◆ Extrait
Corée du Sud : Al-Azhar a un rôle officiel dans ce pays, et l’Etat combat l’extrémisme et soutient le soufisme
L’islam est peu
répandu en Corée du Sud, et le nombre de musulmans est estimé à quelque 200
mille personnes, soit 0,4% du total des habitants, nombre d’entre eux étant des
émigrés de pays musulmans ou de pays où les musulmans sont en grand nombre,
tandis que les autres sont des Coréens convertis[i].
Le petit nombre
de musulmans dans ce pays vient de l’ignorance par les Coréens des règles
correctes de l’islam, ainsi que de l’importance dans les médias des
informations relatives aux groupes de l’islam politique comme al-Qaïda et
Daech, ce qui a conduit à donner une image négative de l’islam. Il faut aussi
mentionner les mises en garde de certains groupes religieux non musulmans contre
le danger des musulmans, de la diffusion de la nourriture « halal »
ou de l’islamisation des familles par le biais du mariage des jeunes filles
coréennes avec des musulmans. Tout cela a contribué à semer la peur de l’islam
chez les Coréens[ii].
Malgré cela, on
trouve en Corée du Sud huit mosquées et un petit nombre de centres islamiques
dispersés en divers endroits du pays, dont la capitale Séoul, la ville de Busan
et autres.
Les rapports
officiels indiquent par ailleurs que le gouvernement de Corée du Sud a dépensé
200 millions de wons (175000 dollars) pour la construction de lieux de prière
pour les musulmans dans les lieux touristiques, et le pays vise à attirer
davantage de touristes musulmans[iii].
Contributions
arabes
Certains pays
arabes ont contribué à répandre l’islam en Corée du Sud. C’est ainsi que
l’Arabie saoudite a octroyé des bourses d’études à la première génération de
musulmans coréens, comme Abdel Rahman Li Ju Hwa, qui est devenu le premier imam
de Corée du Sud, après avoir étudié à l’Université de Médine[iv].
L’Arabie saoudite
a contribué aussi à répandre l’islam par le biais des mosquées, comme la
Mosquée centrale de Séoul, la première à avoir été construire, en 1976.
L’école islamique
de l’émir Sultan a été logée aux 2e et 3e étages de la
mosquée. Elle est supervisée par le Centre de recherche islamique, et donne des
cours de religion en trois langues : arabe, anglais et coréen.
La Libye a
contribué, quant à elle, à la construction de la Mosquée Busan al-Fatah en
1980, qui, à côté de la salle de prière, dispense des cours d’informatique, de
langues arabe et anglaise, et de religion.
Notons que les
cours de religion sont donnés le dimanche et non pas le vendredi, pour
permettre aux Coréens non musulmans d’y assister, ce qui est l’un des buts
déclarés de la mosquée.

◆ Données fournies

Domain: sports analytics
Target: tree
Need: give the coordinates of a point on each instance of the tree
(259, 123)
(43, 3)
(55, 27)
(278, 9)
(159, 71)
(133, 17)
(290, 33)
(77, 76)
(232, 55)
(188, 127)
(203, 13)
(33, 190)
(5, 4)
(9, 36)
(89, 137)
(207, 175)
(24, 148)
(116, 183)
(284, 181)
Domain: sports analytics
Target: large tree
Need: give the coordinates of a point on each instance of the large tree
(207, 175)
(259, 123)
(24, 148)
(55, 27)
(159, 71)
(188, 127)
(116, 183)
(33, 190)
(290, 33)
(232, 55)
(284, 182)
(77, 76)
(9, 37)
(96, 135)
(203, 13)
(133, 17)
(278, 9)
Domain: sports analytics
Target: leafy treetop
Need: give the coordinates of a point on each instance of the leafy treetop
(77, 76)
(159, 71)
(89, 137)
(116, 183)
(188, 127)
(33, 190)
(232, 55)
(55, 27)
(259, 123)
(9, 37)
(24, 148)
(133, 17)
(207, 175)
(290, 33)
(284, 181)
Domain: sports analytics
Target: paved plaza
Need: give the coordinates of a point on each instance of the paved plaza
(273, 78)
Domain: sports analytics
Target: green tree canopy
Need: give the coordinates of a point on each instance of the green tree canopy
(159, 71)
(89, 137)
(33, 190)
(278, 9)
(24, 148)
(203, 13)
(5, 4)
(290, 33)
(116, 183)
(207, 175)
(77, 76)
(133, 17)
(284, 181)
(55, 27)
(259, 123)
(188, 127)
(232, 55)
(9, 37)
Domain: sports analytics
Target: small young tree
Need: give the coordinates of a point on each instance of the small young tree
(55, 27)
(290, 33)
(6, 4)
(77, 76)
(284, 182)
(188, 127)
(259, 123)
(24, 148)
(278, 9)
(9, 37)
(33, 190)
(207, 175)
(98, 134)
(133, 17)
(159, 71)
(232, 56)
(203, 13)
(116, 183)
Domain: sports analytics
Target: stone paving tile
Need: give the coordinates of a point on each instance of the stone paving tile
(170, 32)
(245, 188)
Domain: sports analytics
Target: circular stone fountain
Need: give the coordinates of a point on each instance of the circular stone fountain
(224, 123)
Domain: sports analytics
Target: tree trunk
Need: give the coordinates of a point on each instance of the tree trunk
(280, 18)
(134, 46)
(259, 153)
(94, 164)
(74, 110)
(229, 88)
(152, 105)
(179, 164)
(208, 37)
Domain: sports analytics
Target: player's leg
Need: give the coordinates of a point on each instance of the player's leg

◆ Travail à faire
A) Recopiez le passage de l'extrait sur l'islam en Corée du Sud, de « Contributions » jusqu'à « construire, en 1976. » inclus.
B) D'après l'extrait sur l'islam en Corée du Sud, en quelle année la Mosquée centrale de Séoul a-t-elle été construite ?
C) Pour chacune des affirmations suivantes, dites si elle concorde avec l'extrait sur l'islam en Corée du Sud. Répondez par oui ou par non, puis citez les mots décisifs du texte.
(i) Le nombre de musulmans en Corée du Sud est estimé à environ 200 000 personnes.
(ii) La Mosquée Busan al-Fatah a été construite grâce à la contribution de l'Arabie saoudite.
(iii) L'école islamique de l'émir Sultan donne des cours de religion en trois langues.

◆ Corrigé des exercices
A)
Contributions
arabes
Certains pays
arabes ont contribué à répandre l’islam en Corée du Sud. C’est ainsi que
l’Arabie saoudite a octroyé des bourses d’études à la première génération de
musulmans coréens, comme Abdel Rahman Li Ju Hwa, qui est devenu le premier imam
de Corée du Sud, après avoir étudié à l’Université de Médine[iv].
L’Arabie saoudite
a contribué aussi à répandre l’islam par le biais des mosquées, comme la
Mosquée centrale de Séoul, la première à avoir été construire, en 1976.

B) En 1976.

C)
(i) Oui : « le nombre de musulmans est estimé à quelque 200 mille personnes »
(ii) Non : « La Libye a contribué, quant à elle, à la construction de la Mosquée Busan al-Fatah »
(iii) Oui : « donne des cours de religion en trois langues : arabe, anglais et coréen »